**INSTRUCTIONS TO FOLLOW**. Please retype the data that follows, starting at the line containing "Spot the window" and stopping after the last line.

**Source records**.
————————

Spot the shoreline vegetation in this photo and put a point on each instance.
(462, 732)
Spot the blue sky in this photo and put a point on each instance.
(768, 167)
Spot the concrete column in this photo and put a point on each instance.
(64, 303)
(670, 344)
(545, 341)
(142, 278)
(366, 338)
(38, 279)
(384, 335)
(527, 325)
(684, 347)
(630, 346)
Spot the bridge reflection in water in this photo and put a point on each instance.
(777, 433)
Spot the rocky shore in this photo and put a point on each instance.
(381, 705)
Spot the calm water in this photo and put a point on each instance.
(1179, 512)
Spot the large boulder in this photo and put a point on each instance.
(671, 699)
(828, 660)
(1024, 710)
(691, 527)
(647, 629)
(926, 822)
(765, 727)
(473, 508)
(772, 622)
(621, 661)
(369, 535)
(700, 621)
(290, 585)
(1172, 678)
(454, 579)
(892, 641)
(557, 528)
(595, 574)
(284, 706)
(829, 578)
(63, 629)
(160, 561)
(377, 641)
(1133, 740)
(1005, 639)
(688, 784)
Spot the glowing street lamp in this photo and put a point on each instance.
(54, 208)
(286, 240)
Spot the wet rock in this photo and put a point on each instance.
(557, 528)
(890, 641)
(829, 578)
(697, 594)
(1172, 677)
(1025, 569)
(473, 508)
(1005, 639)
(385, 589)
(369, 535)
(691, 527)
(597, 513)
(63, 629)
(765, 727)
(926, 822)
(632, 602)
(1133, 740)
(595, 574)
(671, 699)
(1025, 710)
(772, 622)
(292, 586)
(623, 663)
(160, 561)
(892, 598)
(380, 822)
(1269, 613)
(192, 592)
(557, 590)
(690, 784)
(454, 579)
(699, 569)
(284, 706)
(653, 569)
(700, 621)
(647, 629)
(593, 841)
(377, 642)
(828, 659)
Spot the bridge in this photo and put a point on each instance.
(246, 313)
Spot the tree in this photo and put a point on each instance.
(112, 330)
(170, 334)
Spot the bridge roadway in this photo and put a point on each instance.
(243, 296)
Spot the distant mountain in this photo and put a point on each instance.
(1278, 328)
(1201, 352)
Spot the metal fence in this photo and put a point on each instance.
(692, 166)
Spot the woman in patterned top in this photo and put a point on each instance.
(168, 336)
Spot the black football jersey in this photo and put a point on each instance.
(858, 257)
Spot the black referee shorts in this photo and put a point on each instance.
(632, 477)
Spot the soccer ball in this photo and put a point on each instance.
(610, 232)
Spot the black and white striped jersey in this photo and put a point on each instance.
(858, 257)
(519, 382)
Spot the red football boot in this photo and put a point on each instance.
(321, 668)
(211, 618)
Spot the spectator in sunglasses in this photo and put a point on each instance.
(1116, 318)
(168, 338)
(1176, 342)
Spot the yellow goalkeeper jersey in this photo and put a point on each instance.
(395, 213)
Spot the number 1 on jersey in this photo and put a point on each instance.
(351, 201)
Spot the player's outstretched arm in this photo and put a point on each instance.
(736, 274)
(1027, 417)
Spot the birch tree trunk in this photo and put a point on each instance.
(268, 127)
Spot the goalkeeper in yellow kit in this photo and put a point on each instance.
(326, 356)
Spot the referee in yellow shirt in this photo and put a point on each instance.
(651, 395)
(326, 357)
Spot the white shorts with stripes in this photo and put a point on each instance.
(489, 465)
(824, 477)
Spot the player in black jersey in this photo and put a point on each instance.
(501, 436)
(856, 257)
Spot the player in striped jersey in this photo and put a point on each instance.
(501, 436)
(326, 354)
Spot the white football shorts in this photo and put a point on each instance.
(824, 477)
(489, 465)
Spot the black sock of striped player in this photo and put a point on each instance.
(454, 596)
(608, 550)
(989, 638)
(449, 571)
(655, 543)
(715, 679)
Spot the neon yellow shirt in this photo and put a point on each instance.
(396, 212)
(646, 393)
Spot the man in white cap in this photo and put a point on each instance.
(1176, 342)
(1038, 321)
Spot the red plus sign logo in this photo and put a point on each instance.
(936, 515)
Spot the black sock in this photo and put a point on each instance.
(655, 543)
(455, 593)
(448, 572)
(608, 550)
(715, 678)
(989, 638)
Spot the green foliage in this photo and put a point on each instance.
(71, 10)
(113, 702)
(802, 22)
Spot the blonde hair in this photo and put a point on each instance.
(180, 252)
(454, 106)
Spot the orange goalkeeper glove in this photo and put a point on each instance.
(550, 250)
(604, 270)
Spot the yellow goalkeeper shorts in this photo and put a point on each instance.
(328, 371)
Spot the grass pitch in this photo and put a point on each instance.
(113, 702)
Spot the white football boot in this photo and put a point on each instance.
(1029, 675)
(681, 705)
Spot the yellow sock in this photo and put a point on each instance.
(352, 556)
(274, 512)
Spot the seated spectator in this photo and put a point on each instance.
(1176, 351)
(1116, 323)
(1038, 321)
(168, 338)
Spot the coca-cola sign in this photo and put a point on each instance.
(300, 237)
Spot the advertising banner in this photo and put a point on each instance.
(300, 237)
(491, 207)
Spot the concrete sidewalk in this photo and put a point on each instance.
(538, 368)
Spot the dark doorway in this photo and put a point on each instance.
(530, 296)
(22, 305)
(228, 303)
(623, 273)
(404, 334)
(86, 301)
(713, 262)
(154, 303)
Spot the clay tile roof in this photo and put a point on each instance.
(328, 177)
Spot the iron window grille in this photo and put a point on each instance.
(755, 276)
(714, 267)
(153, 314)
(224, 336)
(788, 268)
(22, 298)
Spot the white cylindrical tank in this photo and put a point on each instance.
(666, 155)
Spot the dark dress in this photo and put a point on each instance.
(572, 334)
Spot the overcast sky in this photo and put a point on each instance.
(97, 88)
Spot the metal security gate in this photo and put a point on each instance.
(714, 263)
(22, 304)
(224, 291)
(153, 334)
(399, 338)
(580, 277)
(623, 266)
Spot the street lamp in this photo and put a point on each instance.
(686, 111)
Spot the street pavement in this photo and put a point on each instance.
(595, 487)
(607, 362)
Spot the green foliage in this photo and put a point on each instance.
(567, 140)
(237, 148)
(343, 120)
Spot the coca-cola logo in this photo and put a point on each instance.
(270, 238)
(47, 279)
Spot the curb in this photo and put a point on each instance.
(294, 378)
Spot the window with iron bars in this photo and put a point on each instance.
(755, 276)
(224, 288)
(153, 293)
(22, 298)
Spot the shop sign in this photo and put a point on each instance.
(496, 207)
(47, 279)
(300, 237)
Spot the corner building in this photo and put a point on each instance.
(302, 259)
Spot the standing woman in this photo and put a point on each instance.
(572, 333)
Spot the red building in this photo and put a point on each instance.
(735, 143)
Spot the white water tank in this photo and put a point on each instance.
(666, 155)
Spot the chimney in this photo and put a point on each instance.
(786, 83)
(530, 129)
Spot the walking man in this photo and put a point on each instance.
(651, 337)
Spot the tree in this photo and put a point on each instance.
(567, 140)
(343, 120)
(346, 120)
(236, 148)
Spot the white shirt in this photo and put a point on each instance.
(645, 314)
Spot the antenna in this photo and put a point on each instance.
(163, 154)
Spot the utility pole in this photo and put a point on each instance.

————————

**SOLUTION FOR THIS EXERCISE**.
Spot the window with iron bars in this photo and put a point on each instance.
(755, 276)
(224, 288)
(153, 293)
(22, 298)
Spot the shop sign in this photo and put a point on each instance.
(496, 207)
(47, 279)
(300, 237)
Spot the corner building in this photo and put a point on each instance.
(302, 259)
Spot the standing woman in this photo and put a point on each instance.
(572, 333)
Spot the red building in this photo and put a point on each instance.
(735, 143)
Spot the white water tank in this photo and put a point on each instance.
(666, 155)
Spot the chimney in this photo and put a point on each instance.
(786, 83)
(530, 129)
Spot the walking man in this photo and put a point on each instance.
(651, 337)
Spot the tree in this photo and put a point on each instance.
(567, 140)
(343, 120)
(346, 120)
(236, 148)
Spot the white shirt in this photo and put a point on each instance.
(645, 314)
Spot the antenna in this photo and put a point on each instance.
(163, 154)
Spot the utility pole in this photo and put a point on each instance.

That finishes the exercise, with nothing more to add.